Taxer les riches? Mais à partir de quel seuil est-on riche?

Amid Faljaoui

La question se pose déjà mais se posera avec beaucoup plus de virulence en automne: “qui va payer l’ardoise du Covid-19?”. D’emblée, oublions les délires sur l’annulation totale de la dette publique liée au coronavirus: les Allemands et les pays nordiques – rebaptisés “frugaux” – ne voudront pas galvauder la signature de leur Etat. Comme d’habitude, le débat sur l’annulation de la dette publique ne dépassera pas les frontières de la France et de la partie francophone de la Belgique. Normal, c’est un marronnier qui refleurit à chaque crise. Mais au bout du compte, les Allemands, les vrais patrons de l’Europe, nous rappelleront qu’il n’y a pas pire ennemi de l’économie que l’alchimie. En revanche, il y a une certitude: les “riches” devront payer en partie cette crise.

Les “riches”, à défaut d’être responsables, seront la victime médiatique des frustrations générales.

Pourquoi écrire “devront” alors qu’ils n’y sont pour rien? Pourquoi les mettre à contribution alors qu’ils sont affligés autant que vous et moi par ce virus qui ne fait aucune différence en matière de statut social? Parce que les riches sont supposés avoir les “épaules plus larges” que les autres. D’ailleurs, par pudeur envers ces futurs guillotinés, les politiques préfèrent parler des personnes “plus aisées” ou des “épaules les plus larges” afin d’éviter un terme fleurant bon la lutte des classes.

En réalité, la question ne se pose même plus. Pour éviter l’éclosion d’une montagne de gémissements, Jamie Dimon, le patron emblématique de la banque américaine JP Morgan, a même demandé à ce que les riches paient une sorte d’impôt de crise. Solidaire mais exceptionnel dans son esprit. Leurre classique: Jamie Dimon n’est pas vraiment un patron de gauche mais il a compris que si les plus nantis ne font pas un effort de solidarité, l’effet boomerang sera douloureux. Bref, autant anticiper les réactions de la population et choisir soi-même son impôt de crise plutôt que de se le faire imposer par les partis politiques les plus extrêmes. D’ailleurs, le FMI, un organisme international qui n’est pas connu pour son gauchisme extrême, ne dit rien d’autre. Dans son dernier rapport, il préconise de faire payer les “riches”, non parce que l’impôt qu’ils paieront va régler notre dette publique, mais parce que c’est un symbole fort.

# # #

:: Consignes à traiter ::
1. Selon l'article sur la taxation des riches, quelle fonction occupe Jamie Dimon ?
2. Dans l'article sur la taxation des riches, recopiez tout ce qui va de « La question se » jusqu'à « partie cette crise. » en substituant « serpent de mer » à « marronnier ».
3. Reprenez l'article sur la taxation des riches là où il s'arrête et poursuivez-en la rédaction.

(Extraits d'un jeu de données)
# # #

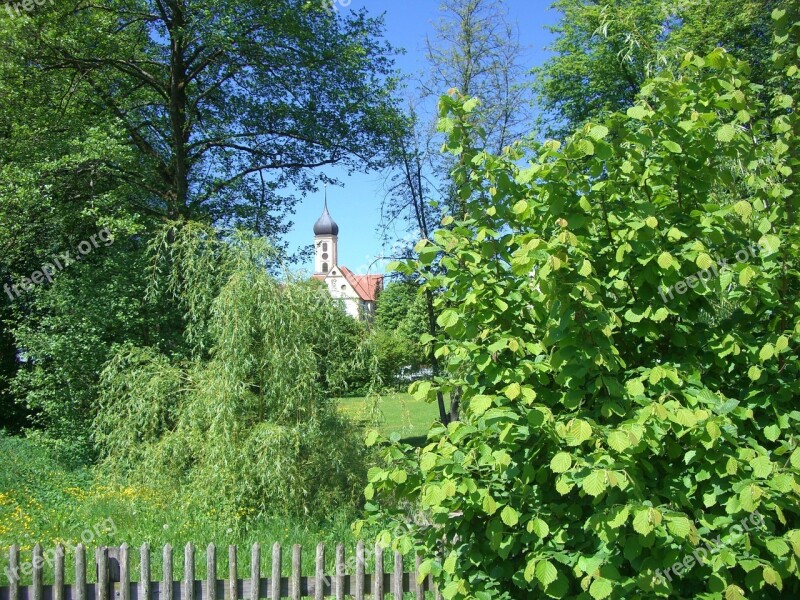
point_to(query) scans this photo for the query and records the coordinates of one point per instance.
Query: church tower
(326, 237)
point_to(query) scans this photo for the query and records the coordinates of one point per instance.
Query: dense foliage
(238, 424)
(400, 321)
(630, 424)
(604, 50)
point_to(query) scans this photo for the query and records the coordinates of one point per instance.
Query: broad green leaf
(637, 112)
(726, 133)
(619, 440)
(578, 432)
(540, 528)
(509, 516)
(595, 483)
(598, 132)
(479, 404)
(546, 572)
(665, 260)
(762, 467)
(601, 588)
(561, 462)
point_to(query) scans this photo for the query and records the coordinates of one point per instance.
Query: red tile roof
(366, 286)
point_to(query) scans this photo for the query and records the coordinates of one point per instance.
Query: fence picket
(103, 591)
(377, 587)
(13, 572)
(276, 571)
(233, 591)
(340, 570)
(144, 572)
(360, 570)
(188, 572)
(255, 570)
(166, 583)
(397, 576)
(319, 573)
(419, 589)
(58, 573)
(391, 581)
(38, 568)
(297, 557)
(124, 573)
(211, 572)
(80, 573)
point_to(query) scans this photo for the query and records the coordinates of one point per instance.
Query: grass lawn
(396, 412)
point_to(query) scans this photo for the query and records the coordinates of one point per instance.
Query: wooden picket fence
(114, 577)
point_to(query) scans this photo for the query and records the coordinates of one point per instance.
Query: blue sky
(356, 206)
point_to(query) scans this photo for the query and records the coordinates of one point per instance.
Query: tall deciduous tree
(226, 103)
(605, 49)
(621, 436)
(476, 50)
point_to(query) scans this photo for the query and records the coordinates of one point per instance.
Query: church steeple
(325, 241)
(325, 225)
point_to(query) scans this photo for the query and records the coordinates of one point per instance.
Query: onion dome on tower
(325, 225)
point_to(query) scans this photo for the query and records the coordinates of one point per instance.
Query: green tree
(401, 321)
(630, 423)
(225, 104)
(604, 50)
(239, 424)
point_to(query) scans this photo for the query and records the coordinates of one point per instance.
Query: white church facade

# # #

:: Réponses attendues ::
1. Il est le patron emblématique de la banque américaine JP Morgan.

2.
La question se pose déjà mais se posera avec beaucoup plus de virulence en automne: “qui va payer l’ardoise du Covid-19?”. D’emblée, oublions les délires sur l’annulation totale de la dette publique liée au coronavirus: les Allemands et les pays nordiques – rebaptisés “frugaux” – ne voudront pas galvauder la signature de leur Etat. Comme d’habitude, le débat sur l’annulation de la dette publique ne dépassera pas les frontières de la France et de la partie francophone de la Belgique. Normal, c’est un serpent de mer qui refleurit à chaque crise. Mais au bout du compte, les Allemands, les vrais patrons de l’Europe, nous rappelleront qu’il n’y a pas pire ennemi de l’économie que l’alchimie. En revanche, il y a une certitude: les “riches” devront payer en partie cette crise.

3.
En Europe, nos gouvernants n’ignorent pas qu’il y a un rejet des élites politiques, journalistiques (d’où le succès des réseaux “asociaux”) et même des experts. A nos portes, en France, les derniers sondages font état d’un deuxième tour de l’élection présidentielle entre Emmanuel Macron et Marine Le Pen. Avec la crainte de voir cette dernière accéder à la présidence. Le mot d’ordre des politiques, c’est d’éviter les débordements sociaux. Sachant que l’esprit contemporain ne supporte plus l’existence d’un problème sans solution, ni de catastrophe sans responsable, les “riches”, à défaut d’être responsables, seront la victime médiatique des frustrations générales.

Mais encore faut-il définir qui est riche? Et c’est là que les choses s’avèrent complexes à mettre en oeuvre. Plusieurs sondages réalisés en France ont montré que le riche n’est pas celui qui a un yacht, une splendide villa à Saint-Tropez, etc. Non, le “riche”, c’est notre voisin, celui ou celle qui gagne juste le double de notre salaire! Sachant que le salaire moyen en 2021 en Belgique est d’environ 2.000 euros, un riche en Belgique ou en France est donc quelqu’un qui gagne 4.000 euros par mois. D’ailleurs, c’était le seuil de richesse établi par François Hollande, l’ancien président français. Le souci, c’est que lui gagnait à l’époque 28.000 euros par mois. Le clin d’oeil avec l’actualité est clair: 28.000 euros par mois, c’est exactement le seuil fixé par Joe Biden pour taxer les riches aux Etats-Unis. Soit 400.000 dollars par an. Comme quoi les “riches” des uns sont les “pauvres” des autres.